##### RECORD EXCERPTS
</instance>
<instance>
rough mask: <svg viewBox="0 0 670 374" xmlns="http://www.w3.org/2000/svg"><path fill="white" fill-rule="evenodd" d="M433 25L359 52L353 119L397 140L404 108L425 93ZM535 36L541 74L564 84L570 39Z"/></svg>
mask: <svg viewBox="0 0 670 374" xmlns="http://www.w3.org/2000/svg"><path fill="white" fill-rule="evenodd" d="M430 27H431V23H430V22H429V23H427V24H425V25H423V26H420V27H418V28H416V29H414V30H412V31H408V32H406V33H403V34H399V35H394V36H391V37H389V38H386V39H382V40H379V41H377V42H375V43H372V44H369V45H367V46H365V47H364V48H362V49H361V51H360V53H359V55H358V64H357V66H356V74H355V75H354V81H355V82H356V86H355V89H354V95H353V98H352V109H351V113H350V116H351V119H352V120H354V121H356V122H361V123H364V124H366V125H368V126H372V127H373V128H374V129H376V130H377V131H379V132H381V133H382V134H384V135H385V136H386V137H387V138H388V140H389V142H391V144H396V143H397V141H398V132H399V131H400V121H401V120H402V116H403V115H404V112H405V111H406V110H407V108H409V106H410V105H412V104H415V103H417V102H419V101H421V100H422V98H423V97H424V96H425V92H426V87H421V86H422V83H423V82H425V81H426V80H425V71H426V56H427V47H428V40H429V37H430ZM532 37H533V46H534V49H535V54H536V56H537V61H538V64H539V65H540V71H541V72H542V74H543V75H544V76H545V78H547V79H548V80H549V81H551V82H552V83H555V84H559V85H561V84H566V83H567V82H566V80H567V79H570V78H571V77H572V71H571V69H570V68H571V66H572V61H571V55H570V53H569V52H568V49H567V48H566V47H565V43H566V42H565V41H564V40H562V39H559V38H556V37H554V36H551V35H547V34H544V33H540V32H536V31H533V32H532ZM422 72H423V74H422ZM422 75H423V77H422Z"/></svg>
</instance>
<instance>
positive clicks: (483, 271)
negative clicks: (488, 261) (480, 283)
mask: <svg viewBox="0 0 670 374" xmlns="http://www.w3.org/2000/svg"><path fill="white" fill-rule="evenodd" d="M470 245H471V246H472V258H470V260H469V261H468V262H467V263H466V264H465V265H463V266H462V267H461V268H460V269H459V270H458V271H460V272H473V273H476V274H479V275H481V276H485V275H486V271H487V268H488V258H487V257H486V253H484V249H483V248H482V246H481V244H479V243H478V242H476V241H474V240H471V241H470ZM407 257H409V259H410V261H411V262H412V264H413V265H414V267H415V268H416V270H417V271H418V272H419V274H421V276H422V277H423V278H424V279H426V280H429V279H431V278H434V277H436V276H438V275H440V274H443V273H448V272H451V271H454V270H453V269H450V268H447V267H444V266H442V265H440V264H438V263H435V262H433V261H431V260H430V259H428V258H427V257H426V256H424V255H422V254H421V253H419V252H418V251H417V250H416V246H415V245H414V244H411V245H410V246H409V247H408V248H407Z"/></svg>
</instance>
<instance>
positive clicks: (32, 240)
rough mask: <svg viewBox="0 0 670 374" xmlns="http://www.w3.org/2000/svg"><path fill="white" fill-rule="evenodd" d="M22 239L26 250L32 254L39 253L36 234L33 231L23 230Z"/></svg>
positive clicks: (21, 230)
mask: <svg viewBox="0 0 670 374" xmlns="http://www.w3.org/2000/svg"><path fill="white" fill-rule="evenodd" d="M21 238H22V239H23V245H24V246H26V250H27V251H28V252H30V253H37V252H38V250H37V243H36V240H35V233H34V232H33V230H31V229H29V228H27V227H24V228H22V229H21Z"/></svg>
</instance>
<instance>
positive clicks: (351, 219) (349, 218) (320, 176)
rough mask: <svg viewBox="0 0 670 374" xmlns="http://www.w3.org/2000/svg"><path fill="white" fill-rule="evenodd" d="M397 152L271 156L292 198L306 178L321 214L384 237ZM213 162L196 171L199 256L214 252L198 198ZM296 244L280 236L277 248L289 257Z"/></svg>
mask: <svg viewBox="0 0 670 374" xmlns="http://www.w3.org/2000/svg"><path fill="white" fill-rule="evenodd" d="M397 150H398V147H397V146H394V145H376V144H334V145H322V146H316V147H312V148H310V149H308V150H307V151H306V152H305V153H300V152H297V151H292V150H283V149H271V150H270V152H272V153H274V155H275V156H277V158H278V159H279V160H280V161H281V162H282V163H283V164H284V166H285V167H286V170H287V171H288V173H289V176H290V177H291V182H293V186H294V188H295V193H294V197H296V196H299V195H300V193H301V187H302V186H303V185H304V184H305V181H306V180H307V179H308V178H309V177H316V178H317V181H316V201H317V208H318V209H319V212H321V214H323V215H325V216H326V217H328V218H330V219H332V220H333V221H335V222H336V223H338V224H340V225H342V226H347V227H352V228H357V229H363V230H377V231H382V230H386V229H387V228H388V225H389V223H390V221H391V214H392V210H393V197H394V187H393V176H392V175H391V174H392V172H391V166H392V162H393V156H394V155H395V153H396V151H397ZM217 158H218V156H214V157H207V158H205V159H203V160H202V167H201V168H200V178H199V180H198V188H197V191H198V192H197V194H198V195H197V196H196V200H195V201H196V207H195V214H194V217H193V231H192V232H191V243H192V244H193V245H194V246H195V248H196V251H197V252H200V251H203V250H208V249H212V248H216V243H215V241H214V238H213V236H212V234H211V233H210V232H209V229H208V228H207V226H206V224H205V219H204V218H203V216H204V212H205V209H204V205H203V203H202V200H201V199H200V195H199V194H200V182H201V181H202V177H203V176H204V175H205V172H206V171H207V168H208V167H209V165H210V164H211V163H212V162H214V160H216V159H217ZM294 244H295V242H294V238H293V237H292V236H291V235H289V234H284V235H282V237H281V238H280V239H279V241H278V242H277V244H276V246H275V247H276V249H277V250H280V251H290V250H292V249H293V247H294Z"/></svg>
##########
* **AIM OF THE EXERCISE**: Word for word, the whole listing should be given again.

* **RESULT FOR THIS EXERCISE**:
</instance>
<instance>
rough mask: <svg viewBox="0 0 670 374" xmlns="http://www.w3.org/2000/svg"><path fill="white" fill-rule="evenodd" d="M433 25L359 52L353 119L397 140L404 108L425 93ZM535 36L541 74L564 84L570 39Z"/></svg>
mask: <svg viewBox="0 0 670 374" xmlns="http://www.w3.org/2000/svg"><path fill="white" fill-rule="evenodd" d="M430 27H431V23H430V22H429V23H427V24H425V25H423V26H420V27H418V28H416V29H414V30H412V31H408V32H406V33H403V34H399V35H394V36H391V37H389V38H386V39H382V40H379V41H377V42H375V43H372V44H369V45H367V46H365V47H364V48H362V49H361V51H360V53H359V55H358V64H357V66H356V74H355V75H354V81H355V82H356V86H355V89H354V95H353V98H352V109H351V113H350V116H351V119H352V120H354V121H356V122H361V123H364V124H366V125H368V126H372V127H373V128H374V129H376V130H377V131H379V132H381V133H382V134H384V135H385V136H386V137H387V138H388V140H389V142H391V144H396V143H397V141H398V132H399V131H400V121H401V120H402V116H403V115H404V112H405V111H406V110H407V108H409V106H410V105H412V104H415V103H417V102H419V101H421V100H422V98H423V97H424V96H425V92H426V87H421V86H422V83H423V82H425V81H426V80H425V71H426V56H427V47H428V40H429V37H430ZM532 37H533V46H534V49H535V54H536V56H537V61H538V64H539V65H540V71H541V72H542V74H543V75H544V76H545V78H547V79H548V80H549V81H551V82H552V83H555V84H559V85H561V84H566V83H567V82H566V80H567V79H570V78H571V77H572V71H571V69H570V68H571V66H572V61H571V55H570V53H569V52H568V49H567V48H566V47H565V43H566V42H565V41H564V40H562V39H559V38H556V37H554V36H551V35H547V34H544V33H540V32H536V31H533V32H532ZM422 72H423V74H422ZM422 75H423V77H422Z"/></svg>
</instance>
<instance>
positive clicks: (483, 271)
negative clicks: (488, 261) (480, 283)
mask: <svg viewBox="0 0 670 374" xmlns="http://www.w3.org/2000/svg"><path fill="white" fill-rule="evenodd" d="M470 245H471V246H472V258H470V260H469V261H468V262H467V263H466V264H465V265H463V266H462V267H461V268H460V269H459V270H458V271H460V272H473V273H476V274H479V275H481V276H485V275H486V271H487V268H488V258H487V257H486V253H484V249H483V248H482V246H481V244H479V243H478V242H476V241H474V240H471V241H470ZM407 257H409V259H410V261H411V262H412V264H413V265H414V267H415V268H416V270H417V271H418V272H419V274H421V276H422V277H423V278H424V279H426V280H429V279H431V278H434V277H436V276H438V275H440V274H443V273H448V272H451V271H454V270H453V269H450V268H447V267H444V266H442V265H440V264H438V263H435V262H433V261H431V260H430V259H428V258H427V257H426V256H424V255H422V254H421V253H419V252H418V251H417V250H416V246H415V245H414V244H411V245H410V246H409V247H408V248H407Z"/></svg>
</instance>
<instance>
positive clicks: (32, 240)
rough mask: <svg viewBox="0 0 670 374" xmlns="http://www.w3.org/2000/svg"><path fill="white" fill-rule="evenodd" d="M22 239L26 250L32 254L39 253L36 234L33 231L23 230Z"/></svg>
positive clicks: (21, 230)
mask: <svg viewBox="0 0 670 374" xmlns="http://www.w3.org/2000/svg"><path fill="white" fill-rule="evenodd" d="M21 238H22V239H23V245H24V246H26V250H27V251H28V252H30V253H37V252H38V250H37V243H36V240H35V233H34V232H33V230H31V229H29V228H27V227H24V228H22V229H21Z"/></svg>
</instance>
<instance>
positive clicks: (351, 219) (349, 218) (320, 176)
rough mask: <svg viewBox="0 0 670 374" xmlns="http://www.w3.org/2000/svg"><path fill="white" fill-rule="evenodd" d="M397 152L271 156L292 198L306 178L321 214L384 237ZM213 162L196 171L199 256L214 252L198 198ZM296 244L280 236L277 248L289 257Z"/></svg>
mask: <svg viewBox="0 0 670 374" xmlns="http://www.w3.org/2000/svg"><path fill="white" fill-rule="evenodd" d="M397 150H398V147H397V146H394V145H376V144H334V145H322V146H316V147H312V148H310V149H308V150H307V151H306V152H305V153H300V152H297V151H292V150H283V149H271V150H270V152H272V153H274V155H275V156H277V158H278V159H279V160H280V161H281V162H282V163H283V164H284V166H285V167H286V170H287V171H288V173H289V176H290V177H291V182H293V186H294V188H295V193H294V197H296V196H299V195H300V193H301V187H302V186H303V185H304V184H305V181H306V180H307V179H308V178H309V177H316V178H317V181H316V201H317V208H318V209H319V212H321V214H323V215H325V216H326V217H328V218H330V219H332V220H333V221H335V222H336V223H338V224H340V225H342V226H347V227H352V228H357V229H363V230H377V231H382V230H386V229H387V228H388V225H389V223H390V221H391V214H392V210H393V197H394V187H393V176H392V175H391V174H392V172H391V166H392V162H393V156H394V155H395V153H396V151H397ZM217 158H218V156H214V157H207V158H205V159H203V160H202V167H201V168H200V178H199V180H198V188H197V191H198V192H197V194H198V195H197V196H196V200H195V201H196V207H195V214H194V217H193V231H192V232H191V243H192V244H193V245H194V246H195V248H196V251H197V252H200V251H203V250H208V249H212V248H216V243H215V241H214V238H213V236H212V234H211V233H210V232H209V229H208V228H207V226H206V224H205V219H204V218H203V216H204V212H205V209H204V205H203V203H202V200H201V199H200V195H199V194H200V182H201V181H202V177H203V176H204V175H205V172H206V171H207V168H208V167H209V165H210V164H211V163H212V162H214V160H216V159H217ZM294 244H295V242H294V238H293V237H292V236H291V235H289V234H284V235H282V237H281V238H280V239H279V241H278V242H277V244H276V246H275V247H276V249H277V250H280V251H290V250H292V249H293V247H294Z"/></svg>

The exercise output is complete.